The Erdős Discrepancy Problem

by Derrick Stolee

Computational combinatorics made a big splash last spring when Konev and Lisista announced their SAT-solver-based proof of the Erdős Discrepancy Problem for constant C=2. Recently, Le Bras, Gomes, and Selman announced another SAT-based solution for C=3, but when restricting the sequences to have a special property.

I was working on a draft blog post to talk about these results, but then Terry Tao went and solved the full conjecture. I tweeted about it and got many responses, my favorite being simply the following image:

kel

To help those who have difficulty with Tao’s paper (and I am not qualified to read any part of his solution), I made a short video describing the problem, or read below.

The Erdős Discrepancy Problem

Discrepancy is a measure of inbalance. In a 2-colored hypergraph H, consider an edge and count the number of vertices in that edge of each color. The discrepancy of the edge is the absolute difference of those counts. The discrepancy of the 2-coloring is the maximum discrepancy over all edges. Finally, the discrepancy of the hypergraph is the minimum discrepancy of a 2-coloring.

If instead of colors (such as “red” and “blue”) we colored the vertices with +1 and -1, then the discrepancy of an edge is the absolute value of the sum on the vertices. This setting is used more frequently, especially in this problem.

Consider an infinite sequence x_1,x_2,x_3,\dots where each x_i receives a value in \{+1, -1\} (we will call such sequences \pm1-sequences). How “unbalanced” can this sequence be? To measure this, we must consider which sets form the edges of our hypergraph.

If we consider our edges to be intervals [a,b], then the alternating sequence +1, -1, +1, -1, \dots has discrepancy 1, a very uninteresting value.

If we consider our edge to be all subsets of the natural numbers, then we can simply select elements labeled +1 to trivially find an arbitrarily high discrepancy. In fact, even if we restrict our edges to somewhat “complicated” sets such as arithmetic progressions, by van der Waerden’s theorem we will have arbitrarily long arithmetic progressions with the same label, and therefore arbitrarily high discrepancy.
□ □ □ □ □
▶ [GIVEN TASK A]:
Please answer these questions about the Erdős discrepancy post, one per line, marked the same way:
(i) For which constant C did Konev and Lisista announce a SAT-solver-based proof?
(ii) What discrepancy does the alternating sequence +1, -1, +1, -1, … have when the edges are intervals?
(iii) Which theorem gives arbitrarily long arithmetic progressions with the same label?

Segmentation data
□ □ □ □ □
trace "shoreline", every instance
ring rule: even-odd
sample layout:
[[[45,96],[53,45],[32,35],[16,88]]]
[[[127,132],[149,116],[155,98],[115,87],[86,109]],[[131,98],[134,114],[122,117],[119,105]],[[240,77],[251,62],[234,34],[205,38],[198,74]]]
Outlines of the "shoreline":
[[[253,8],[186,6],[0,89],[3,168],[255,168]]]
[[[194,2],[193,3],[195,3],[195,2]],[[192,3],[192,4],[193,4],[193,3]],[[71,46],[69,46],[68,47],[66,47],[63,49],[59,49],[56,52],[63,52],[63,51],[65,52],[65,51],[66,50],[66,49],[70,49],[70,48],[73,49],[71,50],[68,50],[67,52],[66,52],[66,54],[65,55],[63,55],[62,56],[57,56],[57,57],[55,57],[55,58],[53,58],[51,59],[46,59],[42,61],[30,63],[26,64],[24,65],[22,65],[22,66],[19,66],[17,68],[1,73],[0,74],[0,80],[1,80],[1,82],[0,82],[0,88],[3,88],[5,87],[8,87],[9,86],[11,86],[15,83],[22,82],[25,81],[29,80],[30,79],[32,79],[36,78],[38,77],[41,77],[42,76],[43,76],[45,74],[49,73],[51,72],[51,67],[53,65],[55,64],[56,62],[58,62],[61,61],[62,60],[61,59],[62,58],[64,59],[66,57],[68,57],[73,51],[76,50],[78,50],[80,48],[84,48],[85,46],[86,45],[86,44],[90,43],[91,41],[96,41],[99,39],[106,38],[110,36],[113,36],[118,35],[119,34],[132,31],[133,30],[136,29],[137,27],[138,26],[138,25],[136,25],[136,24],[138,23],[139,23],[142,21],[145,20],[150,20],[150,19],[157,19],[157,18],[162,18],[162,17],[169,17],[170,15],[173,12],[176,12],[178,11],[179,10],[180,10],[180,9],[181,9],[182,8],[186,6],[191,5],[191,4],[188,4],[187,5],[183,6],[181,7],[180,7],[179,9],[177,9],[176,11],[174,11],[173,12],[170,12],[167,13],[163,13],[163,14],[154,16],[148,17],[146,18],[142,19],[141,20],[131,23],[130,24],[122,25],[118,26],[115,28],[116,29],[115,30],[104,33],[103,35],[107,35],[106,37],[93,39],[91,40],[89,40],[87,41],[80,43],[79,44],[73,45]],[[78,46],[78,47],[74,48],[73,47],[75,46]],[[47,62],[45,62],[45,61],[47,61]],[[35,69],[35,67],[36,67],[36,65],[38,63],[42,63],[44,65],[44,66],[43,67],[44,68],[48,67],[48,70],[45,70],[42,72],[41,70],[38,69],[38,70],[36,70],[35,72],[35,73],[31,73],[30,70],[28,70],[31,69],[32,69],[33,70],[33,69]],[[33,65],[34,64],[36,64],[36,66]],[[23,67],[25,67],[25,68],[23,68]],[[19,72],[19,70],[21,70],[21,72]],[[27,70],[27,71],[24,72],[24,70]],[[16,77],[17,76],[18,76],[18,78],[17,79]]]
□ □ □ □ □
▶ [GIVEN TASK B]: Gather every line in the rows that contains the string "shoreline", treating uppercase and lowercase as different.

▶ [WORKED ANSWER A]:
(i) C=2
(ii) 1
(iii) van der Waerden's theorem

▶ [WORKED ANSWER B]:
trace "shoreline", every instance
Outlines of the "shoreline":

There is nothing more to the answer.